▸ **Requirement A**
In one to three sentences, explain why the authors of the paper summary on stealing reasoning introduce trace inversion models, according to the summary.
▸ **Requirement B**
From the paper summary on stealing reasoning, return the passage starting with "Contribution" and going on through "reasoning when available.", with no changes.

▸ **Document section**
How to Steal Reasoning Without Reasoning Traces
Tingwei Zhang, John X. Morris, Vitaly Shmatikov

TL;DR
This paper introduces trace inversion models that generate detailed reasoning traces from limited model outputs, revealing reasoning capabilities and enabling model distillation.
Contribution
It presents a method to reconstruct detailed reasoning traces from black-box LLM outputs, facilitating model understanding and knowledge transfer.
Findings
Inverted traces closely match ground-truth reasoning when available.
Fine-tuning on inverted traces improves reasoning in student models.
Enables distillation from proprietary black-box LLMs.
Abstract
Many large language models (LLMs) use reasoning to generate responses but do not reveal their full reasoning traces (a.k.a. chains of thought), instead outputting only final answers and brief reasoning summaries. To demonstrate that hiding reasoning traces does not prevent users from "stealing" a model's reasoning capabilities, we introduce trace inversion models that, given only the inputs, answers, and (optionally) reasoning summaries exposed by a target model, generate detailed, synthetic reasoning traces. We show that (1) traces synthesized by trace inversion have high overlap with the ground-truth reasoning traces (when available), and (2) fine-tuning student models on inverted traces substantially improves their reasoning and enables distillation from proprietary, black-box LLMs.

▸ **Information**
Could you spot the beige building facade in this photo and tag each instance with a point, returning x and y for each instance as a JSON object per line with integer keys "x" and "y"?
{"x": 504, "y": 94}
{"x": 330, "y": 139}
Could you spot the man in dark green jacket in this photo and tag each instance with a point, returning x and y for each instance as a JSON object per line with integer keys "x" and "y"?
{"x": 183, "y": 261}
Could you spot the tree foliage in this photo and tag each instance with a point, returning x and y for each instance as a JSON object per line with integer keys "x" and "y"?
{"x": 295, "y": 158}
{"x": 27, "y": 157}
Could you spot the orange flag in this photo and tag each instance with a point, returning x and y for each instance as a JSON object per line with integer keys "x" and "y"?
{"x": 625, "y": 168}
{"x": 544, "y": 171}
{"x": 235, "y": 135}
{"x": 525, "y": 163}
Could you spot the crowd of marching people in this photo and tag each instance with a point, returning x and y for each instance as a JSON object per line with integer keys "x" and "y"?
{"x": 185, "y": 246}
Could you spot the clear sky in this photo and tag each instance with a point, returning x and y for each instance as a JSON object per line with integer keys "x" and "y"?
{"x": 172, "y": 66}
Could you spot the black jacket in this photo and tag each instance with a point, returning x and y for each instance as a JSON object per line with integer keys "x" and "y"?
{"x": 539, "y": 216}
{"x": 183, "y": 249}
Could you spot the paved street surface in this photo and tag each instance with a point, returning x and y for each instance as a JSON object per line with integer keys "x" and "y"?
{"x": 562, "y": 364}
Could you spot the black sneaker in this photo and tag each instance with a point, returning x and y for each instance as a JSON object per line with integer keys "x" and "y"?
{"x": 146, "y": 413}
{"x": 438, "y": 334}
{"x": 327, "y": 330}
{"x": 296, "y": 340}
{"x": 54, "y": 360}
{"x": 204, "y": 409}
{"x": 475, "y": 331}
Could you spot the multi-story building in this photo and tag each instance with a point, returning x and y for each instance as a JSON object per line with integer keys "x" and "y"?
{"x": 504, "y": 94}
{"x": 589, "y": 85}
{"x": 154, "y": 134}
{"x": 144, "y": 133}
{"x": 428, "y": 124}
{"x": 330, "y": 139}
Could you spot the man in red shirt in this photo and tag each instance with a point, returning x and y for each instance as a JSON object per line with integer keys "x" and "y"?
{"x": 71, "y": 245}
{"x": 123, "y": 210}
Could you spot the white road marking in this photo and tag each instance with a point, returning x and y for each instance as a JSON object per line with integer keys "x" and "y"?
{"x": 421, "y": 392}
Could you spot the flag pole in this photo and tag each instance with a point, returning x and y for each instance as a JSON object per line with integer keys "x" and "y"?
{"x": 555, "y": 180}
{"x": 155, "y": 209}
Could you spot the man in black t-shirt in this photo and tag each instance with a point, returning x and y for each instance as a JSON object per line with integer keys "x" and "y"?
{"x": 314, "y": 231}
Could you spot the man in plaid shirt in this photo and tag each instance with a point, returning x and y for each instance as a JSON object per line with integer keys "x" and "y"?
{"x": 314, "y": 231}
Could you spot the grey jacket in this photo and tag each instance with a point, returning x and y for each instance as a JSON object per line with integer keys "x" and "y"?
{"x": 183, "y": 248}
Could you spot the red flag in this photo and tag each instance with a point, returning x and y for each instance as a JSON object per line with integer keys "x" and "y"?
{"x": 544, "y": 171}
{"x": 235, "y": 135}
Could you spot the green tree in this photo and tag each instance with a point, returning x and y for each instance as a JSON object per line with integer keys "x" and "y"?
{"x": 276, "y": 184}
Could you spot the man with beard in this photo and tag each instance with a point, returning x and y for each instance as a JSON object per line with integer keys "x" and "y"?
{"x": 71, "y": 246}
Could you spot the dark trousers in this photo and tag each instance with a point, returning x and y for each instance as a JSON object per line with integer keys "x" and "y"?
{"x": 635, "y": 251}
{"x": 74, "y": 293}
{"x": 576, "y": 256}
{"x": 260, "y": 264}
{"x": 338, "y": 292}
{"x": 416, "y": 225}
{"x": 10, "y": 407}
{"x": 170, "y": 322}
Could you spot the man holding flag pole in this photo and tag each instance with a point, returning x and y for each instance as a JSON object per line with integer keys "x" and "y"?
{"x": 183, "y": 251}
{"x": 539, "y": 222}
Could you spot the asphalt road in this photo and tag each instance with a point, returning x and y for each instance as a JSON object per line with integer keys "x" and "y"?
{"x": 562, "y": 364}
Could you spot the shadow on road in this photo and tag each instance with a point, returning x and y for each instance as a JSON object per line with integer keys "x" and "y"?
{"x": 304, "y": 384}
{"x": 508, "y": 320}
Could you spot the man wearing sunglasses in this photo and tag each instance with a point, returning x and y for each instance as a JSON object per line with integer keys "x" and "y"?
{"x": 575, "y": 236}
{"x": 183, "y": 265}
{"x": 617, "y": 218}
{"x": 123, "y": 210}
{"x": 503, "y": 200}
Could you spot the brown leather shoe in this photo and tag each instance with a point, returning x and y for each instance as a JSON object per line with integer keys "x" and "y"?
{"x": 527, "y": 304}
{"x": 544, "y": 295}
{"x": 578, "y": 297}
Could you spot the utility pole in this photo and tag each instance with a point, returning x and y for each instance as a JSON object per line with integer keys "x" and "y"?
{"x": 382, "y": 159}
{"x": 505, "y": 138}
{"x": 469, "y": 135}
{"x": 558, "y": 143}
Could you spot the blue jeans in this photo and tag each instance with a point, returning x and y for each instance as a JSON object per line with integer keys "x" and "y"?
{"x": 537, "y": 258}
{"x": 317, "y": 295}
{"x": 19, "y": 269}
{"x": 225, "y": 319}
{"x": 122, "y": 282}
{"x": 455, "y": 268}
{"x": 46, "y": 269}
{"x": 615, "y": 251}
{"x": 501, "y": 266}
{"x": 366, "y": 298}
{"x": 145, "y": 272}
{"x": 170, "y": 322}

▸ **Exercise answer A**
The authors introduce trace inversion models to show that hiding reasoning traces does not stop users from "stealing" a model's reasoning capabilities. These models need only the inputs, answers, and optional reasoning summaries that a target model exposes. From those, they generate detailed, synthetic reasoning traces.

▸ **Exercise answer B**
Contribution
It presents a method to reconstruct detailed reasoning traces from black-box LLM outputs, facilitating model understanding and knowledge transfer.
Findings
Inverted traces closely match ground-truth reasoning when available.